Data under study -

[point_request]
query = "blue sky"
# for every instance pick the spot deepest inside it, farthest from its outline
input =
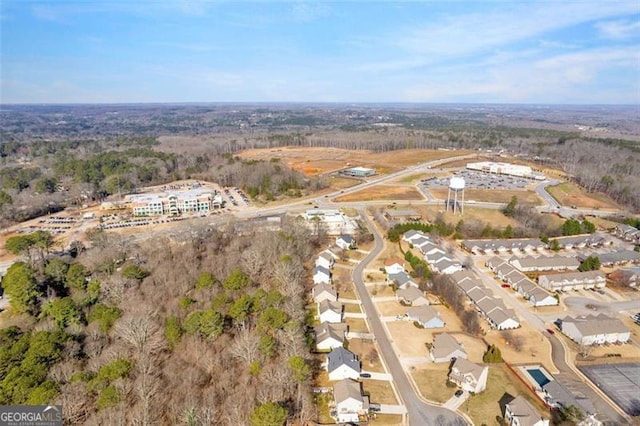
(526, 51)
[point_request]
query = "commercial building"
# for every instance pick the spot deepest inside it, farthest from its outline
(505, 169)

...

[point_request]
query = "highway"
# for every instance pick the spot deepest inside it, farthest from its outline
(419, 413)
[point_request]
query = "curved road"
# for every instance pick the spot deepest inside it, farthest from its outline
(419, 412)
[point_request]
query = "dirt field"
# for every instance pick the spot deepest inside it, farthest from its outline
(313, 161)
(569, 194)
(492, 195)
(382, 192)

Work request - Scan the data above and report each line in which "query" is present.

Written response -
query = "blue sky"
query = "commercial building"
query = "highway"
query = "curved road"
query = "dirt field"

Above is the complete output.